:: Exercise ::
For every record here, output an exact copy.

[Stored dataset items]
= Beginning of Section =

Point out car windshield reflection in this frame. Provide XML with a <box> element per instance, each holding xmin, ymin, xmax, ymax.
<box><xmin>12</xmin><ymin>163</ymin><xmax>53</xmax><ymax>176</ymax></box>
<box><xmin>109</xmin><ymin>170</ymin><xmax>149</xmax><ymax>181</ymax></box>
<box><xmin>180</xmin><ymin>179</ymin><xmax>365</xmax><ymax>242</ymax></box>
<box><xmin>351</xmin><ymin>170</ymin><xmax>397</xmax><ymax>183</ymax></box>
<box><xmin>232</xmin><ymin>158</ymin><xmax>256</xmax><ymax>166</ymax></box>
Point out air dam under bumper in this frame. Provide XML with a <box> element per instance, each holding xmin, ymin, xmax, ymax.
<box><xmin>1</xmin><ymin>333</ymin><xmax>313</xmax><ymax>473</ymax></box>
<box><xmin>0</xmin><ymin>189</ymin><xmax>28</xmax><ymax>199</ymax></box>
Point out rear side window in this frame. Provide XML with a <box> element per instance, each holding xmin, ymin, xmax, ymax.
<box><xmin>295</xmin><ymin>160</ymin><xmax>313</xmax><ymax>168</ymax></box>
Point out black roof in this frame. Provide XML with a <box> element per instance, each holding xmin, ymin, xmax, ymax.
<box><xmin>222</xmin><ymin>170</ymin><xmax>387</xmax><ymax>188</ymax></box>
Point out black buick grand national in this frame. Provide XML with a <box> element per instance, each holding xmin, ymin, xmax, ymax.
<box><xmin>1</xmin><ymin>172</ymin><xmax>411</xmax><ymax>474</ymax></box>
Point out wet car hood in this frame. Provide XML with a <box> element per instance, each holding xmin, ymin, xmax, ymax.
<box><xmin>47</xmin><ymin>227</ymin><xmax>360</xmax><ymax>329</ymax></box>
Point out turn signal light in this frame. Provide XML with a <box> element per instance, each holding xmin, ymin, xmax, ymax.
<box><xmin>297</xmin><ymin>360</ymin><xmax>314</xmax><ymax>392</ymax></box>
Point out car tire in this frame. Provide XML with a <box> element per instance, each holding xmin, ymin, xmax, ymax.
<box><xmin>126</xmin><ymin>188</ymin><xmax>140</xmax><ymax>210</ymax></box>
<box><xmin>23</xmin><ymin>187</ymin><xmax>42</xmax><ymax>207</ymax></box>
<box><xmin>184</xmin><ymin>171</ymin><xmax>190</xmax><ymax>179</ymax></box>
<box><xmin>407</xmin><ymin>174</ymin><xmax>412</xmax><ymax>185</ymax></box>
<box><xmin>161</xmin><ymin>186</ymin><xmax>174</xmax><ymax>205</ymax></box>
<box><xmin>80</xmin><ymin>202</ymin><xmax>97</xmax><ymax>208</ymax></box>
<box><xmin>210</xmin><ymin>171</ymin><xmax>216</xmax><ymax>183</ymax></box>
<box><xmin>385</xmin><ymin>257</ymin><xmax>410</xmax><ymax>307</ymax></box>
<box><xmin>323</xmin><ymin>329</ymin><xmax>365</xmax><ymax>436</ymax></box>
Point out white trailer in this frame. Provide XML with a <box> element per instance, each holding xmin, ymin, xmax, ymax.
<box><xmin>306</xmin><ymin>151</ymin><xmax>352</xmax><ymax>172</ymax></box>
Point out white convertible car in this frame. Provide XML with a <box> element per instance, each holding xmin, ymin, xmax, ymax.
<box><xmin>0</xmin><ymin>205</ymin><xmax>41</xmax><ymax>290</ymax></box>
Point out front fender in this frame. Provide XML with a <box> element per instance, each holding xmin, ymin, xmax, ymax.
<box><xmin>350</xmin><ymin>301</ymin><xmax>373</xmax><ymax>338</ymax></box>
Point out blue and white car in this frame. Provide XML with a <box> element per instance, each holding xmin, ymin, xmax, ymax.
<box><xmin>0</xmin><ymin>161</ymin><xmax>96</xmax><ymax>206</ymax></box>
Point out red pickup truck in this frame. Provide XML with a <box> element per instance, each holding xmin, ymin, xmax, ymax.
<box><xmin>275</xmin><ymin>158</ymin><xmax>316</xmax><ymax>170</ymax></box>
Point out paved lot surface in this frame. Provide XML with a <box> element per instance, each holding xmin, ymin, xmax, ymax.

= End of Section =

:: Written solution ::
Point out car windshield reflection in this frame. Provide XML with a <box> element per instance, each holding xmin, ymin, xmax, ymax.
<box><xmin>12</xmin><ymin>163</ymin><xmax>53</xmax><ymax>176</ymax></box>
<box><xmin>109</xmin><ymin>170</ymin><xmax>149</xmax><ymax>181</ymax></box>
<box><xmin>180</xmin><ymin>179</ymin><xmax>365</xmax><ymax>242</ymax></box>
<box><xmin>351</xmin><ymin>170</ymin><xmax>397</xmax><ymax>183</ymax></box>
<box><xmin>232</xmin><ymin>158</ymin><xmax>256</xmax><ymax>166</ymax></box>
Point out air dam under bumper in this frame. Provide XML with a <box> element per instance, each holding xmin, ymin, xmax, ymax.
<box><xmin>1</xmin><ymin>333</ymin><xmax>313</xmax><ymax>473</ymax></box>
<box><xmin>0</xmin><ymin>189</ymin><xmax>28</xmax><ymax>199</ymax></box>
Point out rear side window in this frame. Provide XML with a <box> element per instance, each holding xmin, ymin, xmax, ymax.
<box><xmin>295</xmin><ymin>160</ymin><xmax>313</xmax><ymax>168</ymax></box>
Point out black roof in this frame. Provide XML with a <box> element per instance, each holding xmin, ymin, xmax, ymax.
<box><xmin>222</xmin><ymin>170</ymin><xmax>387</xmax><ymax>188</ymax></box>
Point out black buick grand national in this frame. Provide XML with a <box> element per instance, each holding xmin, ymin, xmax, ymax.
<box><xmin>1</xmin><ymin>172</ymin><xmax>411</xmax><ymax>474</ymax></box>
Point out wet car hood in this frame. Provide XML with a <box> element per instance, each holding xmin, ymin, xmax, ymax.
<box><xmin>47</xmin><ymin>227</ymin><xmax>360</xmax><ymax>329</ymax></box>
Point out turn signal light in this frame. Provide XML with a <box> element per instance, each holding xmin, ymin, xmax, ymax.
<box><xmin>297</xmin><ymin>360</ymin><xmax>314</xmax><ymax>392</ymax></box>
Point out car tire in this frame. Provide XML with a <box> element per instance, each holding xmin, ymin, xmax, ymax.
<box><xmin>126</xmin><ymin>188</ymin><xmax>140</xmax><ymax>210</ymax></box>
<box><xmin>23</xmin><ymin>187</ymin><xmax>42</xmax><ymax>207</ymax></box>
<box><xmin>184</xmin><ymin>171</ymin><xmax>190</xmax><ymax>179</ymax></box>
<box><xmin>407</xmin><ymin>174</ymin><xmax>412</xmax><ymax>185</ymax></box>
<box><xmin>161</xmin><ymin>186</ymin><xmax>174</xmax><ymax>205</ymax></box>
<box><xmin>80</xmin><ymin>202</ymin><xmax>97</xmax><ymax>208</ymax></box>
<box><xmin>210</xmin><ymin>171</ymin><xmax>216</xmax><ymax>183</ymax></box>
<box><xmin>385</xmin><ymin>257</ymin><xmax>410</xmax><ymax>307</ymax></box>
<box><xmin>323</xmin><ymin>329</ymin><xmax>365</xmax><ymax>436</ymax></box>
Point out white trailer in this frame. Provide XML with a <box> element per instance, each holding xmin, ymin, xmax, ymax.
<box><xmin>306</xmin><ymin>151</ymin><xmax>352</xmax><ymax>172</ymax></box>
Point out white convertible car in this frame. Provide XML with a <box> element per instance, each holding xmin, ymin, xmax, ymax.
<box><xmin>0</xmin><ymin>205</ymin><xmax>41</xmax><ymax>290</ymax></box>
Point out front fender in this frame. Provide XML with a <box> element per instance, each holding xmin, ymin, xmax, ymax.
<box><xmin>350</xmin><ymin>301</ymin><xmax>373</xmax><ymax>338</ymax></box>
Point out blue and white car in this frame. Provide XML with a <box> element per instance, each holding xmin, ymin, xmax, ymax.
<box><xmin>0</xmin><ymin>161</ymin><xmax>96</xmax><ymax>206</ymax></box>
Point out red pickup truck in this frame. Provide XML with a <box> element per instance, each holding xmin, ymin, xmax, ymax.
<box><xmin>275</xmin><ymin>158</ymin><xmax>316</xmax><ymax>170</ymax></box>
Point out paved lot surface in this frame. Provide XML with a <box> element per instance, each holding xmin, ymin, xmax, ymax.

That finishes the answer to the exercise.